**Activity:** Once you find the line containing "Question. Place a dot on every instance of the wooden" in the data below, copy it and each following line exactly, up to and including the line containing "Question. Place a dot on every instance of the weathered", and nothing else.

======== Material to process

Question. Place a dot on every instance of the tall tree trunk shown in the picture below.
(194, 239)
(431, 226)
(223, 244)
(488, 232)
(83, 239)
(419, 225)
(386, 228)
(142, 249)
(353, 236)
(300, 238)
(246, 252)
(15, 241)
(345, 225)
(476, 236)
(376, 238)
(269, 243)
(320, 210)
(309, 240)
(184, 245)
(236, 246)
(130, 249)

================
======== Material to process

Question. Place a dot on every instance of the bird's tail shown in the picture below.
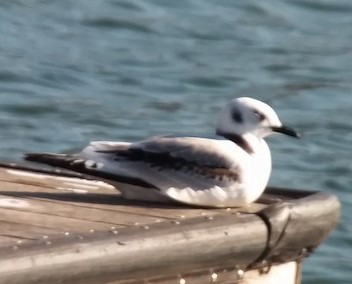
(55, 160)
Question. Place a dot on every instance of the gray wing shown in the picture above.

================
======== Material to process

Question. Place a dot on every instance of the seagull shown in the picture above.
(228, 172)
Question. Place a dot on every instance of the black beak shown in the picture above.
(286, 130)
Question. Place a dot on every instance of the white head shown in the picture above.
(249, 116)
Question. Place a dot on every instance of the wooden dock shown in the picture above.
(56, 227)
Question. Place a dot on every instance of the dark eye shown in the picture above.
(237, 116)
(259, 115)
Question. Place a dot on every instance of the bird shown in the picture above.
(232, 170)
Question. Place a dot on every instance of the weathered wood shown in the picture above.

================

**Exercise response:**
Question. Place a dot on every instance of the wooden dock shown in the picture above.
(56, 227)
Question. Place a dot on every instance of the dark eye shown in the picture above.
(237, 116)
(259, 115)
Question. Place a dot on every instance of the bird shown in the picture above.
(232, 170)
Question. Place a dot on every instance of the weathered wood shown in the picture above.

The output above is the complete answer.